— Task description —
Repeat the data that follows in full. Do not include the pictures.

(Point-per-instance localization data)
=== Begin Enclosure ===

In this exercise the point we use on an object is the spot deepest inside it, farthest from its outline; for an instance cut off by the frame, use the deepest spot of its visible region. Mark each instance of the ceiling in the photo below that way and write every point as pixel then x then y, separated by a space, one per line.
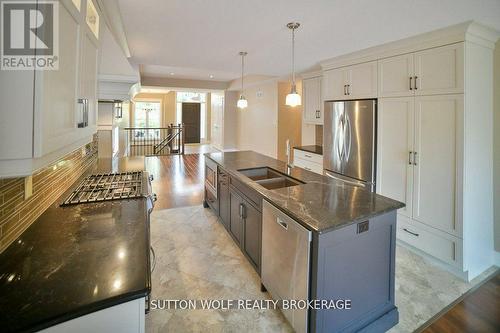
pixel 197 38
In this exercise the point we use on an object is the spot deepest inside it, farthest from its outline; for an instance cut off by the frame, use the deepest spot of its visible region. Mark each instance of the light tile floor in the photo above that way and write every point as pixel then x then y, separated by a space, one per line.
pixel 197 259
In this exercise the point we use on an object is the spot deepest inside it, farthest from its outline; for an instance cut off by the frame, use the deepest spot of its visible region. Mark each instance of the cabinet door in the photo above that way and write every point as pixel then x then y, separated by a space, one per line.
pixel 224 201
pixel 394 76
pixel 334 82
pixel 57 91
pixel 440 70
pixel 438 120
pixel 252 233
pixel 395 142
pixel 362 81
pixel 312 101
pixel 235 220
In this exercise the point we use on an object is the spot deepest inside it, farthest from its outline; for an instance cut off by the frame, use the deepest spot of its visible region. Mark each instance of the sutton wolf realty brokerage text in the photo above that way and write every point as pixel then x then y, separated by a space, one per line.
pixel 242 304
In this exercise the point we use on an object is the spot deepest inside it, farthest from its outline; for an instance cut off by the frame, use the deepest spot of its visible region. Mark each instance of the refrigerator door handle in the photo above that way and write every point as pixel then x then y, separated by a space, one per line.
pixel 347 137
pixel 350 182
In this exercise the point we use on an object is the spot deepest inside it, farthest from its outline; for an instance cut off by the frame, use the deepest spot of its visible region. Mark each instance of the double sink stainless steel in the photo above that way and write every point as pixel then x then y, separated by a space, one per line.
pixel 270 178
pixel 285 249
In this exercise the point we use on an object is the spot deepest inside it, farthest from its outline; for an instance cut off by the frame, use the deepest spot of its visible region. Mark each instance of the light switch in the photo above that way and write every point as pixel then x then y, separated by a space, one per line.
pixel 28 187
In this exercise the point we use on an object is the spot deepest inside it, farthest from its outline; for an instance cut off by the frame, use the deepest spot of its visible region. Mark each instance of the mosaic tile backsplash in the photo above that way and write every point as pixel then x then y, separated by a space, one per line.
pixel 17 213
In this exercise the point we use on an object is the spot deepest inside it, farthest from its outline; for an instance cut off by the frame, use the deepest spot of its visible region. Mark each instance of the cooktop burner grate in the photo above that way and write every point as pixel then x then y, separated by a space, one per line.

=== End Enclosure ===

— Answer section —
In this exercise the point we use on an object is the spot deepest inside it, farthest from its outline; for an instance cut off by the frame, use the deepest spot of its visible region. Mark each instance of the ceiling in the photo below that way and write every point as pixel then x then y, separated by a space, one per line.
pixel 197 38
In this exercise the point we use on an object is the spot deepest inside it, farthest from its outline; for an instance cut off by the frame, use the deepest spot of its visible region. Mark each instance of the light tile floor in the photo above that way and write every point as pixel then x then y, separated by a space, one per line.
pixel 197 259
In this exercise the point we use on an object is the spot deepest inside it, farthest from its outline; for an instance cut off by the frame, use the deepest spot of its visible region. Mark each instance of the cabinet door in the photo above that way and write every point as pixel then x then y, separated by a space, one per line.
pixel 224 201
pixel 394 76
pixel 334 82
pixel 57 91
pixel 440 70
pixel 438 120
pixel 252 233
pixel 395 142
pixel 362 81
pixel 312 101
pixel 235 220
In this exercise the point we use on an object is the spot deepest inside it, farthest from its outline; for an instance cut off by the frame, use the deepest spot of its visible region. Mark each instance of the sutton wolf realty brokerage text in the photo above that way and write every point as pixel then x then y, separated by a space, one per line.
pixel 242 304
In this exercise the point we use on an object is the spot deepest inside it, farthest from its outline; for an instance cut off by the frame, use the deepest spot of its visible region. Mark each instance of the refrigerator door handle in the photo above that way and write every point as pixel then x then y, separated by a space, one per line.
pixel 347 137
pixel 350 182
In this exercise the point we use on an object is the spot deepest inside it, farthest from its outline; for an instance cut off by the frame, use the deepest spot of its visible region. Mark each instance of the double sink stainless steel in the photo above that way and write every point as pixel then x then y, separated by a space, one per line.
pixel 270 178
pixel 285 249
In this exercise the point we use on an object is the spot deepest inside it, farthest from its outline; for an instance cut off by the frame, use the deepest spot of its visible region. Mark each instance of the light switch in the photo above that way and write every point as pixel then x then y, separated by a space, one per line.
pixel 28 187
In this exercise the point we use on an object is the spot deepest inside it, farthest from its outline; for an instance cut off by the frame, use the deepest spot of its visible region. Mark each instance of the mosaic tile backsplash in the photo above that way and write every point as pixel then x then y, separated by a space, one per line.
pixel 17 213
In this exercise the point we use on an object is the spot deepest inside it, farthest from its outline; for an instance cut off by the frame, use the deepest spot of its visible region. Mark each instance of the cooktop burner grate in the photo above that way and write every point as pixel then x then y, separated by a space, one per line.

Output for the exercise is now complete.